## Excerto do documento:

○ ○ ○

UMA CHACINA “HUMANITÁRIA” DE 5 MILHÕES

Cálculos elaborados com base em modelos científicos aceites pela ONU, governos e organizações não-governamentais permitem apurar que o número de mortos provocados pela chamada guerra contra o terrorismo é, no mínimo, de cinco milhões, entre eles seguramente mais de um milhão de crianças.

Não estamos a falar dos resultados de uma desparasitação de baratas, melgas ou percevejos, de uma desratização, sequer de uma epidemia provocada por um vírus ou bactéria desconhecidos. Trata-se de seres humanos, isto é, de uma chacina praticada em seres humanos e em nome dos mais altos valores humanos.

Os cálculos dizem respeito apenas aos resultados das invasões do Iraque e do Afeganistão, acrescidos das extensões ou “danos colaterais” no Paquistão.

A organização Physicians for Social Responsability (PSR), que integra personalidades destacadas do campo da saúde pública, entre os quais laureados com o Nobel da Paz, apurou que os conflitos do Iraque e do Afeganistão provocaram, desde 2001, pelo menos 1,3 milhões de mortos - um milhão no Iraque, 220 mil no Afeganistão e 80 mil no Paquistão – números “que podem chegar aos dois milhões”. Antes que algumas boas consciências se inquietem, registe-se que a PSR não nasceu algures no tempo da União Soviética, nem resulta de uma maquinação do terrível Putin. Tem sede nos Estados Unidos da América e algumas das suas figuras mais destacadas integram o Centro Médico da Universidade da Califórnia, em S. Francisco.

○ ○ ○

## Atividades:
1. De acordo com o excerto, em que país tem sede a PSR?
2. Reescreva em forma de lista, com os factos principais, o parágrafo do excerto que começa por "A organização Physicians for Social".

○ ○ ○

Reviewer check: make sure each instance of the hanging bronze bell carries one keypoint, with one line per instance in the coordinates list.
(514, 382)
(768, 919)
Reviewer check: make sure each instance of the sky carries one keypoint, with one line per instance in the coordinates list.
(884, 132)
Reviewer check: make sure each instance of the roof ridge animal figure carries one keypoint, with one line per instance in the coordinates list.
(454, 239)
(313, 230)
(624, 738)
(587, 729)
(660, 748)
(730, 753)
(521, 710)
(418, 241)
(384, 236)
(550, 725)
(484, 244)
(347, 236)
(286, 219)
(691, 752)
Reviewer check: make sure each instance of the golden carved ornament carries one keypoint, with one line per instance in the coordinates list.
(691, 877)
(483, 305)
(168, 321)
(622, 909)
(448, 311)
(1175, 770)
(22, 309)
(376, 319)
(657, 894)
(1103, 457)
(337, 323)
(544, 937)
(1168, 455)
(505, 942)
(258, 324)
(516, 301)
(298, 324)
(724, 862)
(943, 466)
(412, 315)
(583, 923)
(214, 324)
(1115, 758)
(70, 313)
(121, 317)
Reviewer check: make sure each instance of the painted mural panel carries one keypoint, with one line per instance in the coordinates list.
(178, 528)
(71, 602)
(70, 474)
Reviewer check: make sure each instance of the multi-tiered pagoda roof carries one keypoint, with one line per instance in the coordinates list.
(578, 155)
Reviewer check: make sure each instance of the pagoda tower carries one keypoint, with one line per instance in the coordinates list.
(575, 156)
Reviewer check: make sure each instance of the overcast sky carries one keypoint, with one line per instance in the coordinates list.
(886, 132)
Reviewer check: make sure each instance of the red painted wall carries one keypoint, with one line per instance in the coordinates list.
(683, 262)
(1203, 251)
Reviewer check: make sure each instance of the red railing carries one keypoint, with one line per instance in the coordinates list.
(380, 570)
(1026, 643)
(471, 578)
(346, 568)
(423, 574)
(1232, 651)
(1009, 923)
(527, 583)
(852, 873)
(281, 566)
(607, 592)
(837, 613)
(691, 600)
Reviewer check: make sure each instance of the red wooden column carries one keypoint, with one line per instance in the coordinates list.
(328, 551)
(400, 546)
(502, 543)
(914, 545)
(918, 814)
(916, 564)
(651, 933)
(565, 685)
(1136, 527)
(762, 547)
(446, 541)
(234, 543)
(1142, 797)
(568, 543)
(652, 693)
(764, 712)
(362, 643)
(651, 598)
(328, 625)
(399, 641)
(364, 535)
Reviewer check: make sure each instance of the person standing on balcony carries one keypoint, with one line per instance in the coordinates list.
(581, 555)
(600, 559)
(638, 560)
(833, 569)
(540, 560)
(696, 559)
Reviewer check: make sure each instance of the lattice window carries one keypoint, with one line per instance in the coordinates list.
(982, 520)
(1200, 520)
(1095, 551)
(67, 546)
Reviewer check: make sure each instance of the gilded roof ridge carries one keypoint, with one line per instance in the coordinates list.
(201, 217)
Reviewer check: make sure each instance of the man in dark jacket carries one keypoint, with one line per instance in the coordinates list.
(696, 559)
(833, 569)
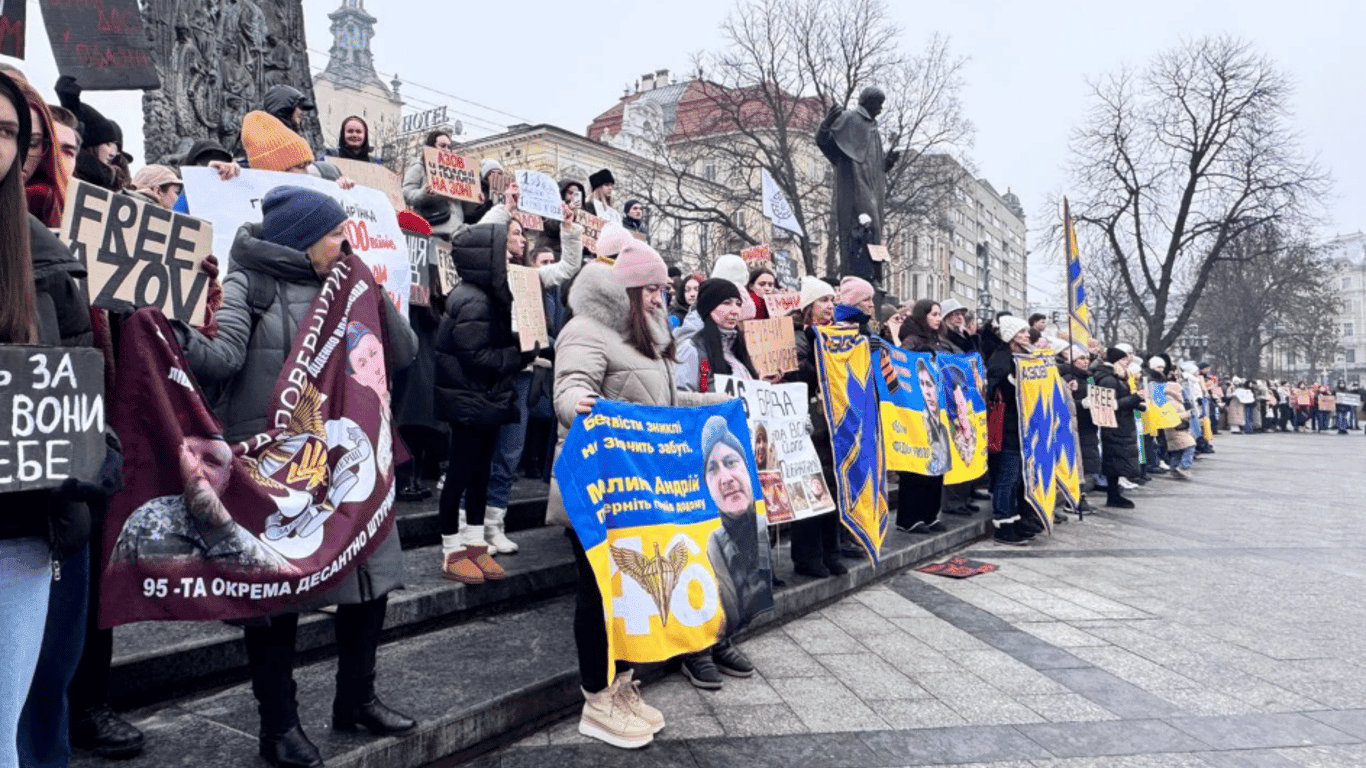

○ ○ ○

## Resultados por tarefa:
1. Nos Estados Unidos da América.

2.
- A PSR reúne personalidades destacadas da saúde pública, entre elas laureados com o Nobel da Paz.
- Segundo a PSR, os conflitos do Iraque e do Afeganistão provocaram, desde 2001, pelo menos 1,3 milhões de mortos: um milhão no Iraque, 220 mil no Afeganistão e 80 mil no Paquistão.
- Esses números podem chegar aos dois milhões.
- A PSR não nasceu no tempo da União Soviética nem resulta de uma maquinação de Putin.
- Tem sede nos Estados Unidos da América, e algumas das suas figuras mais destacadas integram o Centro Médico da Universidade da Califórnia, em S. Francisco.